• **Goal of the exercise**
Scan the listing for "arch" and copy out each line that has it.

::: Dataset entries

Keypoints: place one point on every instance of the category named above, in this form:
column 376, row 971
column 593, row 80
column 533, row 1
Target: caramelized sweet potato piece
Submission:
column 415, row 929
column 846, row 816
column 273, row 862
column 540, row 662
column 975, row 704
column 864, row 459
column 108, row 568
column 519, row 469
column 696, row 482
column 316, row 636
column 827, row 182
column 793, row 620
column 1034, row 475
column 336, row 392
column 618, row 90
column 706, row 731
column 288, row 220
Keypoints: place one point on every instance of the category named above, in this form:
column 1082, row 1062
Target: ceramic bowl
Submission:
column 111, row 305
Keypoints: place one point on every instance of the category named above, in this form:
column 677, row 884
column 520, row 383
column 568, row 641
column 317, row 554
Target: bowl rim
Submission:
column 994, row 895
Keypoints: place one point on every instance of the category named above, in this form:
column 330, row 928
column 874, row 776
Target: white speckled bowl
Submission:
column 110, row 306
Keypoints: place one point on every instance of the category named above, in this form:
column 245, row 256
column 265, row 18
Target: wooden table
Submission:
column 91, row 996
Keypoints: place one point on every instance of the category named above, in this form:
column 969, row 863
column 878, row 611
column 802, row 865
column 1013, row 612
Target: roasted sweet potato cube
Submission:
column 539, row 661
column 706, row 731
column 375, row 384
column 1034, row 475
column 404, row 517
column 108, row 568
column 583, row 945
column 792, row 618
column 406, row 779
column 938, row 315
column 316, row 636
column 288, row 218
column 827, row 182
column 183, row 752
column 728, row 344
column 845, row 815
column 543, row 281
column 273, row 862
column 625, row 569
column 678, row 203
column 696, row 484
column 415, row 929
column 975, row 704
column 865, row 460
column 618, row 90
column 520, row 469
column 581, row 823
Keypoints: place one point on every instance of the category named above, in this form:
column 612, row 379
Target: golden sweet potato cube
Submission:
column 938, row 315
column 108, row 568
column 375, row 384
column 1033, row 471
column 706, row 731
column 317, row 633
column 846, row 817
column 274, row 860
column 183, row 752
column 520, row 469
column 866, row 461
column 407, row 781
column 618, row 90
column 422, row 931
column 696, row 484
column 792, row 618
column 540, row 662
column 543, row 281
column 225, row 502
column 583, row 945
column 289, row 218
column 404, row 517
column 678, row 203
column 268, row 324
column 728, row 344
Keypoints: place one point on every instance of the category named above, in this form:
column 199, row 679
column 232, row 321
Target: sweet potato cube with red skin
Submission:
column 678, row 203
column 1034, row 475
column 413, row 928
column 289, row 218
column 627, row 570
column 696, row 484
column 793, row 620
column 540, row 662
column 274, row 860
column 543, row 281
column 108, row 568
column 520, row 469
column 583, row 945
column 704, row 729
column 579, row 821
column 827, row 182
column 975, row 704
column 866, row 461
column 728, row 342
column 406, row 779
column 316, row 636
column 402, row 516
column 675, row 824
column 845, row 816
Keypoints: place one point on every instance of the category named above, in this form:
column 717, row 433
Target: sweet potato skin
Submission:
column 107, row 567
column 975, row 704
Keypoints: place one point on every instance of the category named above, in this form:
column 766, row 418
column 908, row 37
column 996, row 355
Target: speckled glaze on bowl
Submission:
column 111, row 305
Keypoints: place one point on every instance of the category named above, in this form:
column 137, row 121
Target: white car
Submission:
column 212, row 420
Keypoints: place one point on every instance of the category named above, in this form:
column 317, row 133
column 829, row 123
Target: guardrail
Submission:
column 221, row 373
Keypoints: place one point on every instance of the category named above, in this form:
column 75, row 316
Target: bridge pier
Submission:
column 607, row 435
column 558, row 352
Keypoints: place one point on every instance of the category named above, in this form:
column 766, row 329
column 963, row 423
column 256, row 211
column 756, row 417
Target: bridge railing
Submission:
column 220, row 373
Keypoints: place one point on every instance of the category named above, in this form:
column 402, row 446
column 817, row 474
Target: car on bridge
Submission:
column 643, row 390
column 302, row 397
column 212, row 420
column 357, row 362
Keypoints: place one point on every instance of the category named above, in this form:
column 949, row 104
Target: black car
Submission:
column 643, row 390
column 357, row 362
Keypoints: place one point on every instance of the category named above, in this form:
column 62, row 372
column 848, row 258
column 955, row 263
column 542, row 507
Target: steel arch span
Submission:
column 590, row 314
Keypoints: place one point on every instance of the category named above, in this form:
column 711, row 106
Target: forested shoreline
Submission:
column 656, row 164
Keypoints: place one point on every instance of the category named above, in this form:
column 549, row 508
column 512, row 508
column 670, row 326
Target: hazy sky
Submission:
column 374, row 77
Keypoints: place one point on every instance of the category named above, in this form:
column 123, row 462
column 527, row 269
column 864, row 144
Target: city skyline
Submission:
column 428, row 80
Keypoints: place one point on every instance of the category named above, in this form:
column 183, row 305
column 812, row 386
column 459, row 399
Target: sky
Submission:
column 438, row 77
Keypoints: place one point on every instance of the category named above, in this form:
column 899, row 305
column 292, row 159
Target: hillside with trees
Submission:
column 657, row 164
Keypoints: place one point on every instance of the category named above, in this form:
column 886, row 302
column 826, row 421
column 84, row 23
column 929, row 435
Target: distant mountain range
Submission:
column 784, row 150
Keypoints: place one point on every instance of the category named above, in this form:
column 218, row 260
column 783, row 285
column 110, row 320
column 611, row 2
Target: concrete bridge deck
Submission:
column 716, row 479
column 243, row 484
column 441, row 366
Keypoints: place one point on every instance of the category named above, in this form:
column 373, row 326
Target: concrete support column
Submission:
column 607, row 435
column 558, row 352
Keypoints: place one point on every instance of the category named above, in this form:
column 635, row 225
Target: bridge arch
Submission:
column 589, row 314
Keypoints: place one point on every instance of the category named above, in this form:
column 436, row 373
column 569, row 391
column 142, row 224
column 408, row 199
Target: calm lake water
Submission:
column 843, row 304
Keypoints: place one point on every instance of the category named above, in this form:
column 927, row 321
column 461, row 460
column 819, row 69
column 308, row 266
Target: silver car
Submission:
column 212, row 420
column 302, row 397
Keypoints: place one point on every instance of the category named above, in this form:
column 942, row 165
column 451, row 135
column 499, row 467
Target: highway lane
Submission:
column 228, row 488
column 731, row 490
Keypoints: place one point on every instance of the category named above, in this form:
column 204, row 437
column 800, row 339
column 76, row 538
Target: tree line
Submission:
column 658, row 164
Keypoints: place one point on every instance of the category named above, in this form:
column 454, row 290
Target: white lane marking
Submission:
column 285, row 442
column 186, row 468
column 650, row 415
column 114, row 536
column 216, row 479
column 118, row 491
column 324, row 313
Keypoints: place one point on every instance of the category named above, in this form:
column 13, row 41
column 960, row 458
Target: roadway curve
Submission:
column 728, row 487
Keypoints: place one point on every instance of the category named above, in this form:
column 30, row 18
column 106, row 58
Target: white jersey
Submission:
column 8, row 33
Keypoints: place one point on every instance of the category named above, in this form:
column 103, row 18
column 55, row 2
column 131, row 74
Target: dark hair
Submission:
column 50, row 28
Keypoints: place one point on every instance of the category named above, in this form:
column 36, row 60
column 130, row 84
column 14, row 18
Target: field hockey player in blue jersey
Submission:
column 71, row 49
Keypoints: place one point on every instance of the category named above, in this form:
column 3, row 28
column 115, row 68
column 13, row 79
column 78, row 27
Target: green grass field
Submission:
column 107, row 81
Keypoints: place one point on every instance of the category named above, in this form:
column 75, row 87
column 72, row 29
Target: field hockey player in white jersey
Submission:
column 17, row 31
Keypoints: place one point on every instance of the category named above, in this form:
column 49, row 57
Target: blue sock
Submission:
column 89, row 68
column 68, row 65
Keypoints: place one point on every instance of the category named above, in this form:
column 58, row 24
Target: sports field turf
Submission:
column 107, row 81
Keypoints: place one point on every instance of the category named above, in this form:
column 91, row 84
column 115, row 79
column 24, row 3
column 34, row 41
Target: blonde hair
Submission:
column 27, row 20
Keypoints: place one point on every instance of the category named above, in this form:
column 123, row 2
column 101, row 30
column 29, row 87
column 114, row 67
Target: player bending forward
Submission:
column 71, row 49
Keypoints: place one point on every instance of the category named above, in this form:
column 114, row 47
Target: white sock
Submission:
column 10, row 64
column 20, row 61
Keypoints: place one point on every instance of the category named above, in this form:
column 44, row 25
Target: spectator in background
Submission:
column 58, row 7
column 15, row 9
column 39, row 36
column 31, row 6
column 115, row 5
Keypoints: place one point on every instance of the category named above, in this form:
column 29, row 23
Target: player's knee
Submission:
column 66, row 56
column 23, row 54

::::::

• **Solution to this task**
Target: steel arch span
Target: bridge arch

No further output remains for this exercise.